◆ Problem statement:
Every line of the material that holds "black" should be counted; give the number and nothing more.
┄┄┄┄┄┄
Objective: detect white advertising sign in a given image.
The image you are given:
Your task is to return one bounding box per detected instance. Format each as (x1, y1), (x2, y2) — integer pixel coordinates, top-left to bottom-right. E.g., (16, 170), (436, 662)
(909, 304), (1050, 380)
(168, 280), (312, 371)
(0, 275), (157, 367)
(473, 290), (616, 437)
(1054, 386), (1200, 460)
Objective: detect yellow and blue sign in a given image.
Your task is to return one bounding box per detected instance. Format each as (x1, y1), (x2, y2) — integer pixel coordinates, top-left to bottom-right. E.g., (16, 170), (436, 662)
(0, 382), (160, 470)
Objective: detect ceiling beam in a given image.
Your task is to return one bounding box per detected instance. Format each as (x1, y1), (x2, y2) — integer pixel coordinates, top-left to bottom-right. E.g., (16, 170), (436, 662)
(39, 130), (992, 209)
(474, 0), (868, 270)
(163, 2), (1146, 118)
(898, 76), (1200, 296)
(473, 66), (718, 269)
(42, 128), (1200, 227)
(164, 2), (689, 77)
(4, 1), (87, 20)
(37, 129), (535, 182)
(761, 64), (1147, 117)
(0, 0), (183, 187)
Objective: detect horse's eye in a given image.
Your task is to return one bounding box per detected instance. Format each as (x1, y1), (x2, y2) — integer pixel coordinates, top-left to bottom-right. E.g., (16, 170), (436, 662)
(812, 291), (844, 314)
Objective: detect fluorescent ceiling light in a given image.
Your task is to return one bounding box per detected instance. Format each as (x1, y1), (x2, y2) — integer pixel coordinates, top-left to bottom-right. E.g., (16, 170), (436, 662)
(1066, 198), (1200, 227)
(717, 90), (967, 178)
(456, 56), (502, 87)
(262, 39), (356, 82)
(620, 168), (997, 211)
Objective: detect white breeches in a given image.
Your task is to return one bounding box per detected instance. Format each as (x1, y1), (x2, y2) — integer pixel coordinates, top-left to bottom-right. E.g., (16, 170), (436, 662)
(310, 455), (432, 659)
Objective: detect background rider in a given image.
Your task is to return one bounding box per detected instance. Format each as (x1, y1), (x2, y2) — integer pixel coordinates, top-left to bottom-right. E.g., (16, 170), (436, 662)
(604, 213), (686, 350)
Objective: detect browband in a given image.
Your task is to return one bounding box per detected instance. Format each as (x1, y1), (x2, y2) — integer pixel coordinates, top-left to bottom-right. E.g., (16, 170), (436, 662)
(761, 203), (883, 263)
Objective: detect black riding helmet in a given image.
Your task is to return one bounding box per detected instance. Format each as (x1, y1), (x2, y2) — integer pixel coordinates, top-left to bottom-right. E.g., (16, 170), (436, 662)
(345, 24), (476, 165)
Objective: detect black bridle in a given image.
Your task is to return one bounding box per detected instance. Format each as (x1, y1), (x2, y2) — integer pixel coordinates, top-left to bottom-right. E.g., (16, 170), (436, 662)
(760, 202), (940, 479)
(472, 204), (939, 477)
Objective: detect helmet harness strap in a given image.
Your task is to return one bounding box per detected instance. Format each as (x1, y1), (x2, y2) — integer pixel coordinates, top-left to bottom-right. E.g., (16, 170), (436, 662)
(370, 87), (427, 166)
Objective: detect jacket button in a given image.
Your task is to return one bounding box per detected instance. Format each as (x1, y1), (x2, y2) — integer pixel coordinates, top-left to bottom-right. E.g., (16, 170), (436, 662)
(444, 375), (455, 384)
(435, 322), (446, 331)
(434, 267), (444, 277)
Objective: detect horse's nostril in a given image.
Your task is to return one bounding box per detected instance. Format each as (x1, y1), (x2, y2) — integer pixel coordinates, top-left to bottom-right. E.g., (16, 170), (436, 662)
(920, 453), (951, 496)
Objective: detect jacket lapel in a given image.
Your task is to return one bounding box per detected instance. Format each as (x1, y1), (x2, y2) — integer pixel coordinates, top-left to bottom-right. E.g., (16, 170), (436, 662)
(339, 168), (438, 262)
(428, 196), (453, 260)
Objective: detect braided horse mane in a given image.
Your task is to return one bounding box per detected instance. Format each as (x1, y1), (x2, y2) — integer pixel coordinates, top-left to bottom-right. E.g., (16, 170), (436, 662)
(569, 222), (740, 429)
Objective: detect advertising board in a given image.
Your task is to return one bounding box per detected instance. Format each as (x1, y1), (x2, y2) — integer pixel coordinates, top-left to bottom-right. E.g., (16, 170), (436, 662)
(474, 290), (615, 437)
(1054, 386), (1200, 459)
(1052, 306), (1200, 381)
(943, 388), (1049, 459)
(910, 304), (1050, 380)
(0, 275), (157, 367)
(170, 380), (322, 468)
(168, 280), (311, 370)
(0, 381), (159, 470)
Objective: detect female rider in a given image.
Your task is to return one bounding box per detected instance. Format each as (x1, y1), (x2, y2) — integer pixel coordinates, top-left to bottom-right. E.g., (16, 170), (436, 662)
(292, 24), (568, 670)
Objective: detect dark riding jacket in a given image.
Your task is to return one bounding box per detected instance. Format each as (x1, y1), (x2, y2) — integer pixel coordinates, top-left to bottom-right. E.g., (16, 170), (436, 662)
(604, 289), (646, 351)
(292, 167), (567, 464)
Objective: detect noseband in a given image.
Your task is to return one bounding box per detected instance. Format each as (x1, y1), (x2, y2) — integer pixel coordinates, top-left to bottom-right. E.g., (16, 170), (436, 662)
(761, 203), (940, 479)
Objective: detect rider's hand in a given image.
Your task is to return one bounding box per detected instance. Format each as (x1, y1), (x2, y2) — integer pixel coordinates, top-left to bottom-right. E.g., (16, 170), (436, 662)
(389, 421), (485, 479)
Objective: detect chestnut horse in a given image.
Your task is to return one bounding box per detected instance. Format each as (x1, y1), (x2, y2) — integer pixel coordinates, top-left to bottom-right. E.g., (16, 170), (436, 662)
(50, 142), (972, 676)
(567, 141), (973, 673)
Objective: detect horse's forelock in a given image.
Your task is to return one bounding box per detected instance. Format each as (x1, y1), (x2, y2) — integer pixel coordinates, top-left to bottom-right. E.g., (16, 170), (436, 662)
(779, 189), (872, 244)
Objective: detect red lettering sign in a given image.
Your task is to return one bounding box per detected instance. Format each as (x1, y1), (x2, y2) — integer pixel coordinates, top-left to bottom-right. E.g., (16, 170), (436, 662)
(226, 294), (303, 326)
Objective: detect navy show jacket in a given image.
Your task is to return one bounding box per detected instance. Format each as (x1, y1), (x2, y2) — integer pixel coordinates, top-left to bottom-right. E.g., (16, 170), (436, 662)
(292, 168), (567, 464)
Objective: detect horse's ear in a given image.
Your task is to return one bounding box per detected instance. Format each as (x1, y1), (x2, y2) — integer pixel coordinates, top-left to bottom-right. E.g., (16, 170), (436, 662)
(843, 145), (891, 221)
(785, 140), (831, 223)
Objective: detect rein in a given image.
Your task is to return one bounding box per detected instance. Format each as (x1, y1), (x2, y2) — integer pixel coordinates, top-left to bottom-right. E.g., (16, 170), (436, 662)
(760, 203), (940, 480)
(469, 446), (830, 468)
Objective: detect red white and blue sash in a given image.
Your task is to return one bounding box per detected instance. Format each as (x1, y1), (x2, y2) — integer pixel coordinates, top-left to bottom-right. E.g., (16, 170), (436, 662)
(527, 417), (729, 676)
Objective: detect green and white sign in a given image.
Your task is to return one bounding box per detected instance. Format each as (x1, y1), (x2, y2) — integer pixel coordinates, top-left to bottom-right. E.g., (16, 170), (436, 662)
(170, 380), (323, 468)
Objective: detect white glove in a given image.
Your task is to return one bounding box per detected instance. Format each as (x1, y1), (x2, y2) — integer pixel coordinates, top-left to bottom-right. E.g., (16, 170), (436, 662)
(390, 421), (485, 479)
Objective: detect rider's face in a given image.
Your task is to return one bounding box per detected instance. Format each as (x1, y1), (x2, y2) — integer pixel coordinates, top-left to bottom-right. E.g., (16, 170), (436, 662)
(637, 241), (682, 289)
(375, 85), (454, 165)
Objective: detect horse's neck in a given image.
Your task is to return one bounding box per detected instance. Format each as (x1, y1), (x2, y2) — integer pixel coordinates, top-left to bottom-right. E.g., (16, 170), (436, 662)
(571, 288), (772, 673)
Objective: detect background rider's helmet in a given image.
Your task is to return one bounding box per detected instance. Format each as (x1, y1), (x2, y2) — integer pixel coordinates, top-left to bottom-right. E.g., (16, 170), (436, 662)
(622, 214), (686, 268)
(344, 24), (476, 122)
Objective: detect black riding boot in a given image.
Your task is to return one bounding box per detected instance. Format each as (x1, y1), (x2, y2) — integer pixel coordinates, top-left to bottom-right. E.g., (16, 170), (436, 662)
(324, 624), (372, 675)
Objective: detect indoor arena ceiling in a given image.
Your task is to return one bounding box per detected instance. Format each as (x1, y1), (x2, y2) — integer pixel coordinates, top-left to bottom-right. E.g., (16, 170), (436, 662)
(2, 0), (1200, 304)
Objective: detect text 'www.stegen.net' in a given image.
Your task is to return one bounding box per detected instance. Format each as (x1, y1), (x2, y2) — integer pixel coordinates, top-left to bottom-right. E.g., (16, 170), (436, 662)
┄┄┄┄┄┄
◆ Finished task:
3